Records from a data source

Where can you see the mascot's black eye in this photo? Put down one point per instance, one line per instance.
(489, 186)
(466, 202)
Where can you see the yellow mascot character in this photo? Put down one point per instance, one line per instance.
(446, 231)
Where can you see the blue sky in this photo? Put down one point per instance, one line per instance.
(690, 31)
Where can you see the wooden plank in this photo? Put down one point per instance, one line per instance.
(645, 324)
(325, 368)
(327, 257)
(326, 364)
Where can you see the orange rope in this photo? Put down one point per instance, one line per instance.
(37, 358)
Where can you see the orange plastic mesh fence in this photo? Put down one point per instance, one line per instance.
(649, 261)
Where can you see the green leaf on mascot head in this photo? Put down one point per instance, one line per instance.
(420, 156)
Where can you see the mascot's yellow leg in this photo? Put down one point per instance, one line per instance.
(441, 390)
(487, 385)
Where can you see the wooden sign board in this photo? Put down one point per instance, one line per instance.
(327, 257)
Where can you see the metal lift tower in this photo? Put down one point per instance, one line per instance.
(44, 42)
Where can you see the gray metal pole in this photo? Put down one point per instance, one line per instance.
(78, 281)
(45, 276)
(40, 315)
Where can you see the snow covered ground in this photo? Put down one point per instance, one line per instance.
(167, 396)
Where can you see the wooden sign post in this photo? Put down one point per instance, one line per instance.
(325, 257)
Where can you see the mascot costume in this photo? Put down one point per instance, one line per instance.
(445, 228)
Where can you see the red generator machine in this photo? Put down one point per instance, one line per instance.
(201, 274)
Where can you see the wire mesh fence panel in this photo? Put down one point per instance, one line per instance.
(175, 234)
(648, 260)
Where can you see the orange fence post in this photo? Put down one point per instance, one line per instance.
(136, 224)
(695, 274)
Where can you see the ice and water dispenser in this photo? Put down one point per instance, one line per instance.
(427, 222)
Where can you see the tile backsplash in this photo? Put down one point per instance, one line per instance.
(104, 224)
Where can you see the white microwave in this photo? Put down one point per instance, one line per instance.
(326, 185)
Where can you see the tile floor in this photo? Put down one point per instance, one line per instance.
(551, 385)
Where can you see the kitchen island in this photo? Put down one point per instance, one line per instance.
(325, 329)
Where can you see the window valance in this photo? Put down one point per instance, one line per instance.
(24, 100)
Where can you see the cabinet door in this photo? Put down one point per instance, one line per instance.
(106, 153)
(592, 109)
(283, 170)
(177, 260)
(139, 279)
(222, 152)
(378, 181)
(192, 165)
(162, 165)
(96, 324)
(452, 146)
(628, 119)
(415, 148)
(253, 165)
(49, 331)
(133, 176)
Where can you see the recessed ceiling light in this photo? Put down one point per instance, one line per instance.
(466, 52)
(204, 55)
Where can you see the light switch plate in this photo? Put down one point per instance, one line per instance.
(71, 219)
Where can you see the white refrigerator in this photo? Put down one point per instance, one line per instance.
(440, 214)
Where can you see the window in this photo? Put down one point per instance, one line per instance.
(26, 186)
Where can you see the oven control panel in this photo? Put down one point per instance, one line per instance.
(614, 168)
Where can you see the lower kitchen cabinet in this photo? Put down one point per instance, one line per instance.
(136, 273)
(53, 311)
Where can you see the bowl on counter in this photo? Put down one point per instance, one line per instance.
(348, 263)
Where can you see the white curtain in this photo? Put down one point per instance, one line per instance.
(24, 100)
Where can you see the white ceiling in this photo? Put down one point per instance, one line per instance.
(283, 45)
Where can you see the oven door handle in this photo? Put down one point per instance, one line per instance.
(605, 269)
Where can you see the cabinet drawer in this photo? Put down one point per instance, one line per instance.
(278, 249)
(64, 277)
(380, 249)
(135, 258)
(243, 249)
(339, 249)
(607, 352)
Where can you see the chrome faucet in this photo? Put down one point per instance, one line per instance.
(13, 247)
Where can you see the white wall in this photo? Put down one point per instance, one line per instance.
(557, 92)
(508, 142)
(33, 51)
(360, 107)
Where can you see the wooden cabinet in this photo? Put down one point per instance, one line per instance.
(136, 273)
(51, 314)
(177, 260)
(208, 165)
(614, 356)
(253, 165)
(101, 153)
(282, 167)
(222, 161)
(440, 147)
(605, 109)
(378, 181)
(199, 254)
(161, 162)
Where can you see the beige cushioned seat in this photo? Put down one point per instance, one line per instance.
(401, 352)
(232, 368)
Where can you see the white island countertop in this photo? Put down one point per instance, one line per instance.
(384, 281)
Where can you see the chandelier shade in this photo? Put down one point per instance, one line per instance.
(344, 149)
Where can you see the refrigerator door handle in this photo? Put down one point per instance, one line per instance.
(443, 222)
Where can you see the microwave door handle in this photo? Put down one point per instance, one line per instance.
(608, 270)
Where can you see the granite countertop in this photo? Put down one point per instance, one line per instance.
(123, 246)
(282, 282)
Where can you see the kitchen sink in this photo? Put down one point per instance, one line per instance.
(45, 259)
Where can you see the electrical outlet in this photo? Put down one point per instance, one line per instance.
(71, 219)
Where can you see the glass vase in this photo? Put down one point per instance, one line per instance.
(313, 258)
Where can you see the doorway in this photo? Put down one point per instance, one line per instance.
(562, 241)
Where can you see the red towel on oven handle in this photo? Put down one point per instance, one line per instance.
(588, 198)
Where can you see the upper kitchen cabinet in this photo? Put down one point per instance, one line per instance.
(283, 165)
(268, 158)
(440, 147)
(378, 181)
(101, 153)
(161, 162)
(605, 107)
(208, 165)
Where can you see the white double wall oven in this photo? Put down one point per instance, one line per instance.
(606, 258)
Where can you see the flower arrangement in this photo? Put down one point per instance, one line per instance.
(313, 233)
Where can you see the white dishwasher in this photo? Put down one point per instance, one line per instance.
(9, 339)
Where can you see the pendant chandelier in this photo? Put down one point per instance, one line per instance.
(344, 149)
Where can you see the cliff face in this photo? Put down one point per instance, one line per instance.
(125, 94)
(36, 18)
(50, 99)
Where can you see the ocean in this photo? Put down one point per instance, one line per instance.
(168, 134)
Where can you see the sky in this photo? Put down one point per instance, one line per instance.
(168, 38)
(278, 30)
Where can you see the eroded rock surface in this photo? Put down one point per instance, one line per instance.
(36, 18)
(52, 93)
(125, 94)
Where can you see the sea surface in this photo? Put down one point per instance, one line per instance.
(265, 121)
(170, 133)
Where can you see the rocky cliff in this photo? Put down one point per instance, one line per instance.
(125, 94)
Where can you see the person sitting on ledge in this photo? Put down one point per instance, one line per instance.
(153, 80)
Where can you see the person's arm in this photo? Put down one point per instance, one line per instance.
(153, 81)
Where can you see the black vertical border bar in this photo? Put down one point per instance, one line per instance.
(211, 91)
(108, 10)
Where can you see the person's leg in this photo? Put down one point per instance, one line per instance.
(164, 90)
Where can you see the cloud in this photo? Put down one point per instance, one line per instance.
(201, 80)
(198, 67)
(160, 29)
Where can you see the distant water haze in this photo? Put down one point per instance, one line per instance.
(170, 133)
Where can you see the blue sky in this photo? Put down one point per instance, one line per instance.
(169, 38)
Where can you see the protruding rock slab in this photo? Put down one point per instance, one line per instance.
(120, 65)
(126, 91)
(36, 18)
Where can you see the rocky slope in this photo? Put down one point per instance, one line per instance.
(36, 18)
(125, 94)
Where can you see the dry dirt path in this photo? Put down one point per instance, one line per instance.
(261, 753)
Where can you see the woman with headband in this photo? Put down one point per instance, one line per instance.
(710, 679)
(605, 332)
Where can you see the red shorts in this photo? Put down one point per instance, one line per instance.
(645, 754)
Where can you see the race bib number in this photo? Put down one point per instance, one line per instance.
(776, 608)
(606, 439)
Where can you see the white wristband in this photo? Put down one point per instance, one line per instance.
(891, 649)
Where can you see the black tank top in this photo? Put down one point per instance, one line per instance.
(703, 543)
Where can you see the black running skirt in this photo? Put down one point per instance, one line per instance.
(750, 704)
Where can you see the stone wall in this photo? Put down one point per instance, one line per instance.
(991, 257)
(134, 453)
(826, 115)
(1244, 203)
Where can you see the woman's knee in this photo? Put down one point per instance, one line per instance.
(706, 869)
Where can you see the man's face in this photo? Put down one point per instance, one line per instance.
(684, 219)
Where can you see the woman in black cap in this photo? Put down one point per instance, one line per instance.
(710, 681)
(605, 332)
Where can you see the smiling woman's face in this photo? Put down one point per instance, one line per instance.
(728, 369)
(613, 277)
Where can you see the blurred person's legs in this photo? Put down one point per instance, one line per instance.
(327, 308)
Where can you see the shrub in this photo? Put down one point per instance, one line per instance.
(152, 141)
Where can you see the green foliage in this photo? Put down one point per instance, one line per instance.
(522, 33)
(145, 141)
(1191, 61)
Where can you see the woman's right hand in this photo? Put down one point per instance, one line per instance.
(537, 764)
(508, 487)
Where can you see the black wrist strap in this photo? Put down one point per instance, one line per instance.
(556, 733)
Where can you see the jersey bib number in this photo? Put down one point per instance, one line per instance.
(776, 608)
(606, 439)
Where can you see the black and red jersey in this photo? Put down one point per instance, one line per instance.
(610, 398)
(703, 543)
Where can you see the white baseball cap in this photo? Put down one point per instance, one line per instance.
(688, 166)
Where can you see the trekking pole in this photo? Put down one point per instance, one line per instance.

> _INSTRUCTION_:
Begin with the line that contains "Where can you see the black running" and quote each line after it exactly, stopping after the last line of the data.

> _EXERCISE RESPONSE_:
Where can you see the black running skirt in this photo? Put down one point per instance, one line per instance.
(750, 704)
Where can you see the stone wall in this photo? Put down one point per instance, one line per instance.
(991, 257)
(134, 453)
(826, 115)
(1244, 203)
Where can you see the woman's knee in this photo? Put down one point per instance, one line per instance.
(706, 869)
Where can you see the man's face in this photo? Put down one point per instance, one line per instance.
(684, 219)
Where can you see the woman in black cap in this photo? Put down one point per instance, one line per instance.
(710, 681)
(605, 332)
Where can you see the smiling woman's face in this photo? Put down one point per instance, one line per instance.
(728, 369)
(613, 277)
Where can you see the blurred person's legs in this photo? Put down one point per instance, one line per instance.
(327, 308)
Where can you see the shrub in this photo? Put down one point per instance, one line per instance.
(152, 141)
Where can you see the green foliage in this photo? Put down one point per instance, one line per instance.
(522, 33)
(145, 141)
(1191, 61)
Where can you see the woman's right hand in this photo? Put down one point per instance, one line per instance.
(537, 764)
(508, 487)
Where can you see the black wrist strap in this photo? Put down one point per instance, one line per instance.
(556, 733)
Where can you see the jersey bib number in this photo? Put down one point per instance, one line per instance.
(776, 608)
(606, 439)
Where can you see the black and red jersey in this photo? Put down one point per instance, one line per instance.
(610, 398)
(703, 543)
Where can you see the white baseball cap in this photo? Put down one point per instance, one line per instance.
(688, 166)
Where can you see the trekking pole in this photo? Put down one point per instance, one line per instance.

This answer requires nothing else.